ZU LESENDER AUSZUG>
V. Resümee

Kosovo macht Doppelmoral des Westens deutlicher
Gleiche Maßstäbe für ähnliche Konflikte
Auch der Westen hat Hausaufgaben zu erledigen
Hindernisse auf dem Weg zum Frieden beiseite räumen
Gelingt es, den Kreis zu schließen?


Gelingt es, den Kreis zu schließen?

In dieser Arbeit habe ich den Versuch unternommen, die wichtigsten Ereignisse des Jahres 2000-1 zusammengefasst wiederzugeben. Dabei konnte sicherlich nicht jedes Detail berücksichtigt und auch nicht jeder an der Thematik Interessierte zufriedengestellt werden. Ich bin mir bewusst, dass man mir Parteilichkeit vorwerfen wird, die ich auch nicht abstreite. Ich bin in diesem langen Marsch für Frieden, Demokratie und Menschenrechte in Kurdistan und der Türkei parteiisch. Ich bin auf der Seite derjenigen, die unterdrückt werden, die für eine gerechte Sache einen sehr hohen Preis zahlen mussten und immer noch zahlen, indem sie ihre Söhne und Töchter verloren haben, indem sie ihre Dörfer und ihre heiligen Stätten und Friedhöfe ohne Abschied verlassen mussten, die trotz des großen Leids und ihrer Trauer den Kopf aber nicht gebeugt und ihre Hoffnungen auf ein besseres und menschenwürdiges Leben nicht verloren haben, die tagtäglich ohne ein Zeichen der Müdigkeit und Hoffnungslosigkeit immer wieder auf die Straße gehen und nach Frieden und Gleichberechtigung, nach Versöhnung und Geschwisterlichkeit verlangen. Ich bin parteiisch und auf der Seite derjenigen, die tagtäglich als 'Terroristen' und 'Separatisten' beschimpft werden, weil sie sich für Frieden, Freiheit und Gleichstellung einsetzen, auch wenn sie dabei vielerlei Fehler gemacht haben. Ich bin parteiisch und auf der Seite derjenigen, die keinen Platz in der Welt der "Wertegemeinschaften" haben und finden konnten. Ich bin parteiisch und auf der Seite derjenigen, deren Gefühle und "Naivität" von den "mächtigen" Initiatoren der "Europäischen Initiative für die Lösung der Kurdenfrage" missbraucht und beschmutzt worden sind. Ich bin nicht mehr und nicht weniger parteiisch als Yasar Kemal und Günter Grass, als Sami Selcuk und die Vertreter der kurdischen NGOs, als die kurdischen "Mütter des Friedens". Und ich denke, dass ich nicht parteiischer bin als diejenigen, die die PKK gestern, als sie noch bewaffnet vorging, als "Terroristin" beschimpft haben und sie heute, wo sie die Waffen niederlegt und eine friedliche Lösung sucht, als "Verräterin" beschimpfen.

[Auszüge aus einem Pointing-Datensatz]
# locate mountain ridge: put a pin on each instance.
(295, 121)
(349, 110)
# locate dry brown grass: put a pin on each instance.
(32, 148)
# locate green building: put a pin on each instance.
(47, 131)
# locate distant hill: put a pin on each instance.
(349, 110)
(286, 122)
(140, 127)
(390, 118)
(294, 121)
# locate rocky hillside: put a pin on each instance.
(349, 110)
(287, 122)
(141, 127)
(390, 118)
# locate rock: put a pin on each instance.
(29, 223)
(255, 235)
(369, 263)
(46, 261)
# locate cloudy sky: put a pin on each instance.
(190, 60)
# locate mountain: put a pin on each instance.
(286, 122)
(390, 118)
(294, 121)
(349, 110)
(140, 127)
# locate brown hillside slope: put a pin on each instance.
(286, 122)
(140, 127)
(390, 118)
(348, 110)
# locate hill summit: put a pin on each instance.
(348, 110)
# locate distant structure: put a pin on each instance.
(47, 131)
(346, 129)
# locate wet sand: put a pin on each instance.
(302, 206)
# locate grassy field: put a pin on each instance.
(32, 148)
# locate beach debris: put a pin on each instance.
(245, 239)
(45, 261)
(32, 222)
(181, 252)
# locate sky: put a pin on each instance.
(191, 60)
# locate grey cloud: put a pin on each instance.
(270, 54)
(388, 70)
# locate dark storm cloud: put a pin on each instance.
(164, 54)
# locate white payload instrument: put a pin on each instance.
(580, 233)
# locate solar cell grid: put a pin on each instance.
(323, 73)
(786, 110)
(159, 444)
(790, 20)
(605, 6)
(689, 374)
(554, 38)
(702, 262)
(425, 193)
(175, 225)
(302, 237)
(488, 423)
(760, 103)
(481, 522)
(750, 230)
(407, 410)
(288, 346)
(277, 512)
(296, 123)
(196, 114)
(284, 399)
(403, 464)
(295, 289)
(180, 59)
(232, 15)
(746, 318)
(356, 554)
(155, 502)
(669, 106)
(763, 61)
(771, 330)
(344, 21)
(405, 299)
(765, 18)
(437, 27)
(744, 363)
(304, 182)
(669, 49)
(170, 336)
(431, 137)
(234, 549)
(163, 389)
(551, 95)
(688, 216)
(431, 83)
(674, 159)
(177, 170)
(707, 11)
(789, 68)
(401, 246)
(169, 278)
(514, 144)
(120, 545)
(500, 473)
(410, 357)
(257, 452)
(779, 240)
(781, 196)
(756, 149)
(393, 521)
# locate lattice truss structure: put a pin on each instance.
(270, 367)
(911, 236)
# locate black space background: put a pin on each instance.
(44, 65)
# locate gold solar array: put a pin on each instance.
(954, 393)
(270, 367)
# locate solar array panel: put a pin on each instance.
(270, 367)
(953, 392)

DURCHZUFÜHRENDE AUFGABEN>
a) Als nicht mehr und nicht weniger parteiisch als wen beschreibt das Resümee zur Kurdenfrage die eigene Haltung?
b) Schreib das Resümee zur Kurdenfrage im Anschluss an seinen letzten Satz weiter.
Die Liste wird hier nicht gebraucht.

ERGEBNISSE JE AUFGABE>
a) Als Yasar Kemal und Günter Grass, als Sami Selcuk und die Vertreter der kurdischen NGOs sowie als die kurdischen "Mütter des Friedens".

b)
Ich habe trotz allem versucht zu verdeutlichen, dass die Zeit reif ist, um über ein Gesamtkonzept nachzudenken und daran zu arbeiten. Mit Teillösungen kann der Tag gerettet werden, aber damit ist die Zukunft nicht sicherer.
Die USA und die EU müssen die Türkei, ohne dass sie ihr Gesicht verliert, zu demokratischen Schritten zur Lösung des Konfliktes drängen. Es darf bei diesem Prozess keine Gewinner und Verlierer, keine Sieger und Besiegten geben. Was die Kurden möchten, sind ihre Grundrechte, ohne wenn und aber, innerhalb einer demokratischen Türkei. Dieser Prozess bedarf der Unterstützung durch Freunde der Türkei. Die Maßstäbe und Kriterien, die bei ähnlichen Konflikten angewendet worden sind, sollen auch bei diesem Konflikt gelten.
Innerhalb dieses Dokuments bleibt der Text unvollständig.